begin DATA LINES

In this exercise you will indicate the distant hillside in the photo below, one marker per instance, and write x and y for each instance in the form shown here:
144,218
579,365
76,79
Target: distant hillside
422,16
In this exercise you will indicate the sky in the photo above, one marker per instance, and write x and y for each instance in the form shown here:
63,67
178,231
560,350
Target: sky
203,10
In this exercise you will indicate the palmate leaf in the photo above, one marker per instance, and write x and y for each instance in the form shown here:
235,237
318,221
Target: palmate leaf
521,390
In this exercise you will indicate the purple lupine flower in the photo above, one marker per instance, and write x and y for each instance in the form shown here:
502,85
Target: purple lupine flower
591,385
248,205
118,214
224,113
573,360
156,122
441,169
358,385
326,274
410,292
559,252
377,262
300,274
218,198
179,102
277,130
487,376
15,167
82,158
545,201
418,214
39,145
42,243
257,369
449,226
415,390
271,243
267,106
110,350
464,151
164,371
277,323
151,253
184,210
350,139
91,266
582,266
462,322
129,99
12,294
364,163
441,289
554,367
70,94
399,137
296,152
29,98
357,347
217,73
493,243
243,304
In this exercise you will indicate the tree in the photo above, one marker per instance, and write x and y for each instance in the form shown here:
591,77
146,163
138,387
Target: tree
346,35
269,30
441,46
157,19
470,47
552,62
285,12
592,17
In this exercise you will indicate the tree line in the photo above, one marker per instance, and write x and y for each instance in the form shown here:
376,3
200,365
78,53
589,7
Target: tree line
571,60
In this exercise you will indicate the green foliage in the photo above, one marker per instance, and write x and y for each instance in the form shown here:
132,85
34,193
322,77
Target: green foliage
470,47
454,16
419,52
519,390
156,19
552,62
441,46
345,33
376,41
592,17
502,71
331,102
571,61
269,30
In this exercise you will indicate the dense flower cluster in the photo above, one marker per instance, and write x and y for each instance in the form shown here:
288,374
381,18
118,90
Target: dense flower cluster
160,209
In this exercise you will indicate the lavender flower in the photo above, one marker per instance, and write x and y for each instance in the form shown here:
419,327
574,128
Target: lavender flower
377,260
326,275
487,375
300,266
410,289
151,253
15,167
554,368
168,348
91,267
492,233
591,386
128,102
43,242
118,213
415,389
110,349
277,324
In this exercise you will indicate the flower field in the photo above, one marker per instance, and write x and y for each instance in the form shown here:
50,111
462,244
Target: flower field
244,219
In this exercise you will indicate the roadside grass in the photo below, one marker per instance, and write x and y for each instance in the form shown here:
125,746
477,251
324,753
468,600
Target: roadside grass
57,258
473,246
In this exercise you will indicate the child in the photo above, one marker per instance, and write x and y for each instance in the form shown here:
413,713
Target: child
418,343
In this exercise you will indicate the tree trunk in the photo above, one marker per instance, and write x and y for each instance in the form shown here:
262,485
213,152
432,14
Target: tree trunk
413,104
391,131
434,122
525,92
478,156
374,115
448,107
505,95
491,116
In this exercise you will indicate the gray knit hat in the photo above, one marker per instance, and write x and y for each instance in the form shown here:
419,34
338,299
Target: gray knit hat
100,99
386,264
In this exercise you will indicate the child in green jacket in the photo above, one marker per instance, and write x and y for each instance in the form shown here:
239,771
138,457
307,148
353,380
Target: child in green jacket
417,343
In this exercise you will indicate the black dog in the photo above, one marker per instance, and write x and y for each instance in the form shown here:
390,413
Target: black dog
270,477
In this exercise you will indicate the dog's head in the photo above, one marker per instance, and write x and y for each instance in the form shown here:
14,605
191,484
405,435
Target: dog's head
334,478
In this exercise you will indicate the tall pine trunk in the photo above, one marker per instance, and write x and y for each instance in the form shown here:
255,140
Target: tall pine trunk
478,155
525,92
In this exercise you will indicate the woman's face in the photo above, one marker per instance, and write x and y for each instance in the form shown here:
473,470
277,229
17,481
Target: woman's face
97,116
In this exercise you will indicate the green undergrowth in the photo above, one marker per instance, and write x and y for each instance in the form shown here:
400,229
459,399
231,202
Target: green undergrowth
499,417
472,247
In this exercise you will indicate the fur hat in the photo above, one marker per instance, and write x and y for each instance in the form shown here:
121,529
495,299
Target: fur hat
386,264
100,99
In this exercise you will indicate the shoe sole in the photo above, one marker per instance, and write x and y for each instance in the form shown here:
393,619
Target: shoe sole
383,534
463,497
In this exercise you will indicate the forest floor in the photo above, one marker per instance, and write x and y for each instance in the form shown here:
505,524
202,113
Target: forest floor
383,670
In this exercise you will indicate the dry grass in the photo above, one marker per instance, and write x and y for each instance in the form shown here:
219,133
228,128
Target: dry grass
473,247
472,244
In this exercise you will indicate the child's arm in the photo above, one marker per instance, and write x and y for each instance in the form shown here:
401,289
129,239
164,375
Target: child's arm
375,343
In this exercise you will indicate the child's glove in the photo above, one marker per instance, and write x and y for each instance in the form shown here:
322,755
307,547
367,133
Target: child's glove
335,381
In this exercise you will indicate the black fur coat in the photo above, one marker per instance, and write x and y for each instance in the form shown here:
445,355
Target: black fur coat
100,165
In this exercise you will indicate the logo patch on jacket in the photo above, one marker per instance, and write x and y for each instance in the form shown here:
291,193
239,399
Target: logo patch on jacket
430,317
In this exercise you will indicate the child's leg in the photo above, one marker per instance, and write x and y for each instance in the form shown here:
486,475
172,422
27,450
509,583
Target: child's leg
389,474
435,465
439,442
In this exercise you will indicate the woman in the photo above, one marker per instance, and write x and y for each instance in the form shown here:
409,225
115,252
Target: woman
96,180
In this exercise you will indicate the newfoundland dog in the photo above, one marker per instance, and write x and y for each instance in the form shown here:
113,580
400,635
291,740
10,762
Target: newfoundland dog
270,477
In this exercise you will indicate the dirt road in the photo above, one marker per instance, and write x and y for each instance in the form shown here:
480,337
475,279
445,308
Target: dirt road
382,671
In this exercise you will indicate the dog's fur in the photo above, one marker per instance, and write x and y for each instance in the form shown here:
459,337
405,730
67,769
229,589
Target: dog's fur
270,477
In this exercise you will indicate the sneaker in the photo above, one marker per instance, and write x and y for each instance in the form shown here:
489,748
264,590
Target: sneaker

end DATA LINES

TASK REQUIREMENTS: Please swap "marker" for "dot" in the records above, starting at the line that has "In this exercise you will indicate the dog's fur" and continuing through the end of the records. Write those lines out again with nothing else altered.

OUTPUT BELOW:
In this exercise you will indicate the dog's fur in the photo above, one dot per instance, and write x and y for each instance in the form shown here:
459,337
405,730
67,769
229,589
Target: dog's fur
270,477
In this exercise you will indicate the sneaker in the photo above, one dot per instance, and write x and y for each instance in the form shown here:
489,748
264,590
Target: sneaker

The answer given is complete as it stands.